WHAT TO PRODUCE - Copy each line of the entries below that contains the string "stem".

Records excerpted from a collection
○ ○ ○ ○ ○ ○ ○

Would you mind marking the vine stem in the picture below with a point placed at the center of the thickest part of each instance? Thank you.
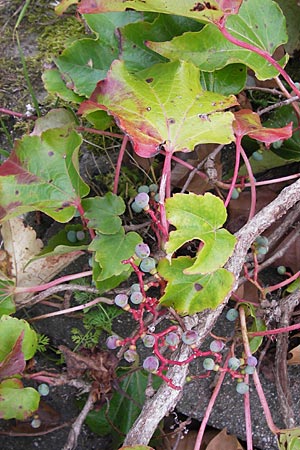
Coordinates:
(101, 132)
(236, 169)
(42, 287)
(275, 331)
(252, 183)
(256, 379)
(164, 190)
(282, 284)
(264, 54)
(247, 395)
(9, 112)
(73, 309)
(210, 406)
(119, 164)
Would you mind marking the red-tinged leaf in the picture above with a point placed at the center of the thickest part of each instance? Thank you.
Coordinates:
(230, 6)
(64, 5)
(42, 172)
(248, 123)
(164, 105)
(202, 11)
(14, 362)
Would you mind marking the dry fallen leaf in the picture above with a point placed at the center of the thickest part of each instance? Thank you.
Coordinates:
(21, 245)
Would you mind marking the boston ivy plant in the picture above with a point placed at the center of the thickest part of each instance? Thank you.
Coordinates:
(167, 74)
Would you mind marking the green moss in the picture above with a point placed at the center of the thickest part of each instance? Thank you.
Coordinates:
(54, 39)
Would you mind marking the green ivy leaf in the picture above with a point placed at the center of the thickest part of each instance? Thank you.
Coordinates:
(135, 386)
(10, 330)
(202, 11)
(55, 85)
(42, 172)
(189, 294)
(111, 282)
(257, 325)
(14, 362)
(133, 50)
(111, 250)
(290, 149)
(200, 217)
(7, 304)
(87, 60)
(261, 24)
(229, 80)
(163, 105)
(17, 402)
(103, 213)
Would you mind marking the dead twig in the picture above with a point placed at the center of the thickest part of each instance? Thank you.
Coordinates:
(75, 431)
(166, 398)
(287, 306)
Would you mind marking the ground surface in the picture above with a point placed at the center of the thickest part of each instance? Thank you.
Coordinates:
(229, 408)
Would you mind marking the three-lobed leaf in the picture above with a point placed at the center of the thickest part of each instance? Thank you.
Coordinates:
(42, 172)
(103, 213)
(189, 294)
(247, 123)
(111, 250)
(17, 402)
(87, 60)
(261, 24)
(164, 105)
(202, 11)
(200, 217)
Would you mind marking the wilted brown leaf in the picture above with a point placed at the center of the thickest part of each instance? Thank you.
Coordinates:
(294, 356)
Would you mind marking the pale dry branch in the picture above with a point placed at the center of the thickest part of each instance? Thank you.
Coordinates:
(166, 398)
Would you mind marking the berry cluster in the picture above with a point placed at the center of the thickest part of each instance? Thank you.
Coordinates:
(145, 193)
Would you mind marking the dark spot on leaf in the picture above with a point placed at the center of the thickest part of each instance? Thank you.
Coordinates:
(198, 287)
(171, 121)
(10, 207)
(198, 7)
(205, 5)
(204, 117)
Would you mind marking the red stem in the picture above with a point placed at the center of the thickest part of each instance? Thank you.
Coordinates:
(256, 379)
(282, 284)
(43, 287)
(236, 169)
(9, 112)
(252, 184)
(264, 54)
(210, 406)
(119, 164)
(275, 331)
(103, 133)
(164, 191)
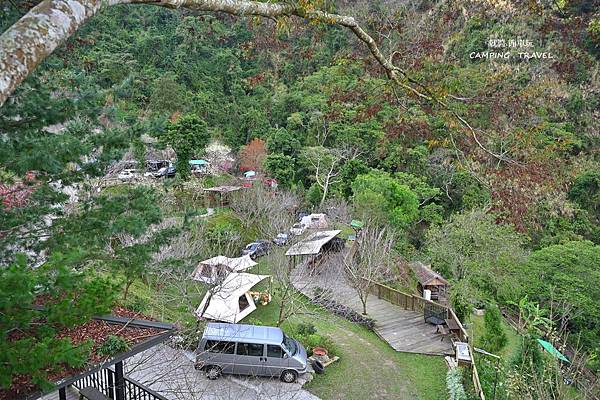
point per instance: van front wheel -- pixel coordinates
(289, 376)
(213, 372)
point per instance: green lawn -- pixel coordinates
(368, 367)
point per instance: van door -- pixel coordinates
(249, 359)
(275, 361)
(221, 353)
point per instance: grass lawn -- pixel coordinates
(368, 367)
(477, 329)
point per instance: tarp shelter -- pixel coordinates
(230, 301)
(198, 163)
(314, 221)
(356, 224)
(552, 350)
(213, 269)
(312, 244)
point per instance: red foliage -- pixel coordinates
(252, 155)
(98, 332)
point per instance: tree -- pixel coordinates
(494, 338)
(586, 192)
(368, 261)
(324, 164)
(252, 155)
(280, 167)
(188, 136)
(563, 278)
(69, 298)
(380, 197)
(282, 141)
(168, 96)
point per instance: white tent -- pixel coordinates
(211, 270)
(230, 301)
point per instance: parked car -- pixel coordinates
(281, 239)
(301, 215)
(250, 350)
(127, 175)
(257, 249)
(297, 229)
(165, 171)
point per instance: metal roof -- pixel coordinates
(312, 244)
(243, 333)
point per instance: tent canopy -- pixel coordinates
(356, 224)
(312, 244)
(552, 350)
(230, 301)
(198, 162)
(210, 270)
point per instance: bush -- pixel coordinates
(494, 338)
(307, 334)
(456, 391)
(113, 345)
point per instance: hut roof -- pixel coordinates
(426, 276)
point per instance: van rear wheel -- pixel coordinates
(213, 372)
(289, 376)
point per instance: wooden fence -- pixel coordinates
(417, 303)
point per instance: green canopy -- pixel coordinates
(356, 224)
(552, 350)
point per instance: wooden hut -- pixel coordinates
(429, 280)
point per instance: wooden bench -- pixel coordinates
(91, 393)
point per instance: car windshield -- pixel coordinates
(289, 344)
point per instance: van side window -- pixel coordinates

○ ○ ○ ○ ○ ○ ○

RESPONSE TO THE TASK -
Would you mind marking the vine stem in the picture below with a point placed at the center of the thickest part of each instance? Thank you.
Would you mind marking the red stem in the picture above with a point placed at the center of the thickest part of each instance? Thank you.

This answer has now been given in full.